_Material for this task_
____

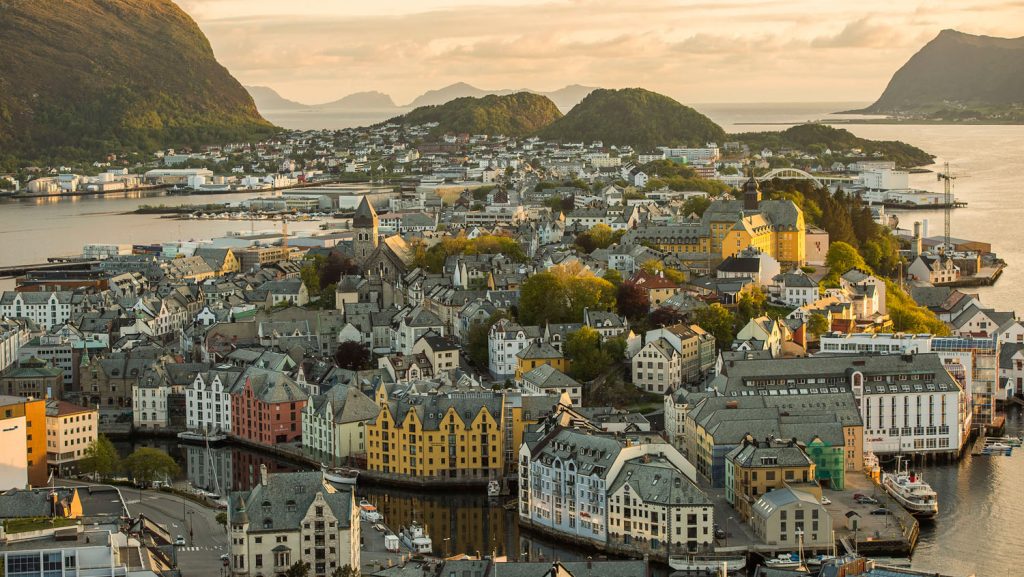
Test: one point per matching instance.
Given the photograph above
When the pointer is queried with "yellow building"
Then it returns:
(34, 413)
(434, 437)
(774, 227)
(70, 430)
(539, 353)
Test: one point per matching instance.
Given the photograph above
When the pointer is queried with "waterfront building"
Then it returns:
(292, 518)
(788, 518)
(70, 430)
(974, 363)
(437, 437)
(32, 377)
(44, 308)
(757, 466)
(334, 424)
(208, 401)
(23, 435)
(266, 407)
(578, 483)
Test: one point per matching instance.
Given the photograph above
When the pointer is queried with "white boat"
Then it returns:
(340, 475)
(784, 561)
(368, 511)
(197, 437)
(910, 491)
(416, 538)
(708, 564)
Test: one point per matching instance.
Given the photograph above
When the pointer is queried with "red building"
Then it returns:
(266, 407)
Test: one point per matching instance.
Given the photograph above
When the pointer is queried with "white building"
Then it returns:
(44, 308)
(290, 518)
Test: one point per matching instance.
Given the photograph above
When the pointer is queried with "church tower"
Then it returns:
(365, 224)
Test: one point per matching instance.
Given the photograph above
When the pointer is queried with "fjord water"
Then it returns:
(981, 506)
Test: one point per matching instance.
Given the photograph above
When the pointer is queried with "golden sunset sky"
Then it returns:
(693, 50)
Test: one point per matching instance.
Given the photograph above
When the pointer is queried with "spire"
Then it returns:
(366, 216)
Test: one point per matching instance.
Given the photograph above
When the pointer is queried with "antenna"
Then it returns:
(947, 179)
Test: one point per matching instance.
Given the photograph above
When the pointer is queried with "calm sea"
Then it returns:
(981, 505)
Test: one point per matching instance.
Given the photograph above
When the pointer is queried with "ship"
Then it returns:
(910, 491)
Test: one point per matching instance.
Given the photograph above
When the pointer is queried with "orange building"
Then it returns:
(34, 411)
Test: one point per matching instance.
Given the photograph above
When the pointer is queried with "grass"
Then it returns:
(36, 524)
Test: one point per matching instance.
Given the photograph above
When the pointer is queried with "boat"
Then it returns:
(708, 564)
(340, 475)
(416, 538)
(910, 491)
(197, 437)
(784, 561)
(369, 512)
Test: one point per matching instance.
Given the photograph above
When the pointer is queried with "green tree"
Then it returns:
(718, 321)
(100, 458)
(817, 325)
(146, 464)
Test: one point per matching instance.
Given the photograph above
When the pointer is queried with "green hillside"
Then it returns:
(634, 117)
(511, 115)
(85, 77)
(816, 138)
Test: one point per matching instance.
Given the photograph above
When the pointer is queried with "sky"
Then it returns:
(693, 50)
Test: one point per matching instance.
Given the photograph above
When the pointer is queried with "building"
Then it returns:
(44, 308)
(291, 518)
(70, 430)
(788, 518)
(32, 377)
(757, 466)
(23, 433)
(437, 437)
(266, 407)
(334, 424)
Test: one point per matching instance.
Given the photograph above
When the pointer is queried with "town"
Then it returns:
(659, 356)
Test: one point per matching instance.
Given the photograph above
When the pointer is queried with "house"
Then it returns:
(70, 430)
(537, 354)
(290, 518)
(334, 423)
(546, 379)
(790, 518)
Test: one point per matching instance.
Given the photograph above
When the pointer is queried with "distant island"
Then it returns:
(956, 78)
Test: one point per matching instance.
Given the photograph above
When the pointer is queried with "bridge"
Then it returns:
(787, 174)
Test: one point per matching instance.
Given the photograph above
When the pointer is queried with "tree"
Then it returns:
(146, 465)
(352, 356)
(817, 325)
(100, 458)
(634, 301)
(299, 569)
(718, 321)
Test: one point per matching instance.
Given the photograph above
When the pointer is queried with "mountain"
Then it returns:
(957, 71)
(81, 77)
(267, 98)
(365, 100)
(564, 98)
(635, 117)
(512, 115)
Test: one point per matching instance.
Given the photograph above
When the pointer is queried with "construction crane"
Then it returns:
(947, 178)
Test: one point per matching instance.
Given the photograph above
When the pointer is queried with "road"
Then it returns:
(205, 539)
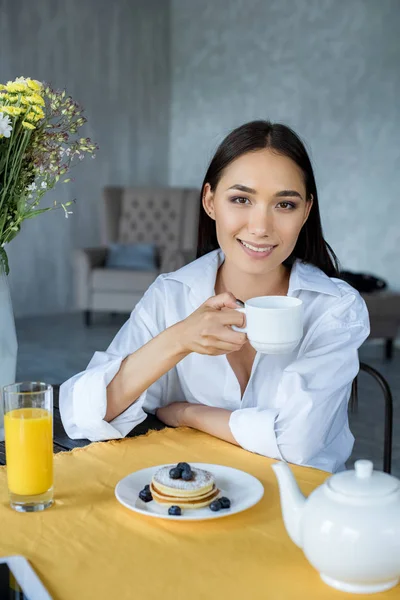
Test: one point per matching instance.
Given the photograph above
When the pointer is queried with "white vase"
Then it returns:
(8, 341)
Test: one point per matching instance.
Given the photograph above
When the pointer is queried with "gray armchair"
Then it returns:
(166, 217)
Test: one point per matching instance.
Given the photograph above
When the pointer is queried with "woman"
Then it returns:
(177, 356)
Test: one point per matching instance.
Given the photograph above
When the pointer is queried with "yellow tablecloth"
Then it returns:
(88, 546)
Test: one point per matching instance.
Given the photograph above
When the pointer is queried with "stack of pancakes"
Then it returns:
(200, 491)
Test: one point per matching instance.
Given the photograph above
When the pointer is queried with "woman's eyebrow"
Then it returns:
(242, 188)
(288, 193)
(281, 194)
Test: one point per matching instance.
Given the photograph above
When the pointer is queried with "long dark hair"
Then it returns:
(311, 246)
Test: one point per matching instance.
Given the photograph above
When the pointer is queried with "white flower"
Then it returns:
(5, 125)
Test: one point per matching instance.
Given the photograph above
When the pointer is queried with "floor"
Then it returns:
(52, 349)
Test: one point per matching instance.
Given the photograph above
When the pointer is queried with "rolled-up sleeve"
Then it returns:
(311, 425)
(83, 398)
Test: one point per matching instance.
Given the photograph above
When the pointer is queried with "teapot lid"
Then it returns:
(363, 481)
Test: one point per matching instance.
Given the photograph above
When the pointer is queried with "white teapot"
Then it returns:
(348, 528)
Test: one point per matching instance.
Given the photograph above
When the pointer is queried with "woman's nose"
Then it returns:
(260, 223)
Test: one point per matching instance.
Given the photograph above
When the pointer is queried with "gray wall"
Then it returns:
(329, 69)
(112, 57)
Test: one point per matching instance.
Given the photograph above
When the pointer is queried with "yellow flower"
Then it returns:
(34, 85)
(36, 109)
(15, 87)
(12, 98)
(35, 99)
(14, 111)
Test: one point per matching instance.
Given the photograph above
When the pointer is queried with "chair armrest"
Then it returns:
(84, 260)
(173, 260)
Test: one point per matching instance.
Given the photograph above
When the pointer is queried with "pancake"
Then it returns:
(202, 483)
(186, 502)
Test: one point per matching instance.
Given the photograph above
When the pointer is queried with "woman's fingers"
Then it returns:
(225, 300)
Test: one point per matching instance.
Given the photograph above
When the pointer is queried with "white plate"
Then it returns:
(242, 489)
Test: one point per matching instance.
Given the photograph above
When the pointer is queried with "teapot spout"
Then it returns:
(292, 501)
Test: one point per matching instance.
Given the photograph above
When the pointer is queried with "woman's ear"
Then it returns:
(208, 200)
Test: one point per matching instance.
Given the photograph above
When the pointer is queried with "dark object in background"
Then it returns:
(363, 282)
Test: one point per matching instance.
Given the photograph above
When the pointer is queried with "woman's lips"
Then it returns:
(259, 253)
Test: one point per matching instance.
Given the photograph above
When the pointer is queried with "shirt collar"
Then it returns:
(200, 277)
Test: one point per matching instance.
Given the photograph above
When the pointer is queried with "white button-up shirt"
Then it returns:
(294, 407)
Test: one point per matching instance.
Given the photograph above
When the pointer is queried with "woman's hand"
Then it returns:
(208, 329)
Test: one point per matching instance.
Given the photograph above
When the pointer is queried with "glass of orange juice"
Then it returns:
(28, 426)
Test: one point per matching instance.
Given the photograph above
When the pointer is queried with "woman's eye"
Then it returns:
(239, 200)
(287, 205)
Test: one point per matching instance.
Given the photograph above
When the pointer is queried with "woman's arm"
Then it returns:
(141, 369)
(209, 419)
(206, 331)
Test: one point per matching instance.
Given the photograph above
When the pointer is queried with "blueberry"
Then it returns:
(184, 466)
(215, 505)
(145, 495)
(225, 502)
(175, 473)
(175, 511)
(187, 475)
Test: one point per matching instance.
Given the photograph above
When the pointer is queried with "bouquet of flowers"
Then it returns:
(38, 146)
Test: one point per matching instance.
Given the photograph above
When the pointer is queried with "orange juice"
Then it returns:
(29, 450)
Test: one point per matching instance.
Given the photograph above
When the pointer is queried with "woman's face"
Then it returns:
(259, 207)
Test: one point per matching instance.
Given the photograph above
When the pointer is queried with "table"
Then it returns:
(89, 546)
(63, 442)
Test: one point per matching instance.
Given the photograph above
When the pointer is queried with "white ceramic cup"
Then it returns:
(274, 324)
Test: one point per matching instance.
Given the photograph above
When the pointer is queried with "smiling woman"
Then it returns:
(180, 355)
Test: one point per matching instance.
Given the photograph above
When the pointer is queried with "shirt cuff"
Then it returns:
(254, 430)
(89, 399)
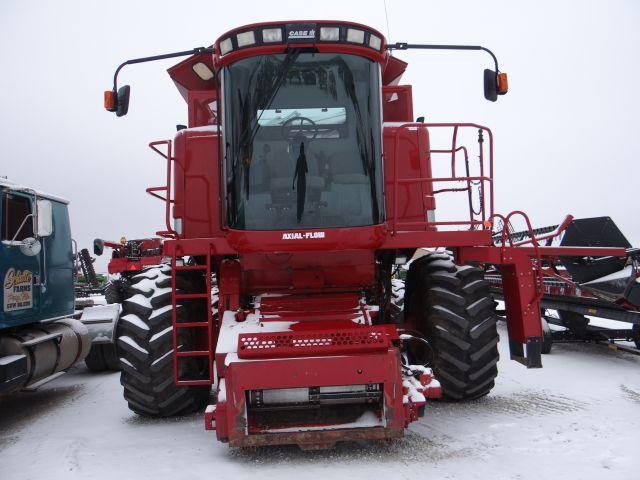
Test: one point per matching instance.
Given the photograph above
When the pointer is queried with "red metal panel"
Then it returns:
(376, 368)
(397, 103)
(312, 343)
(196, 183)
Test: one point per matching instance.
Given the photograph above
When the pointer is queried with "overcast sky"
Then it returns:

____

_Written request_
Extract every line of the records above that contains the word "building" and list those lines.

_Complete output_
When the pointer is queried with "yellow building"
When the pointer is queried with "waterfront building"
When the pointer is queried with "red building"
When the pointer is queried with "white building"
When the pointer is queried with "orange building"
When the pointer is queried with "building"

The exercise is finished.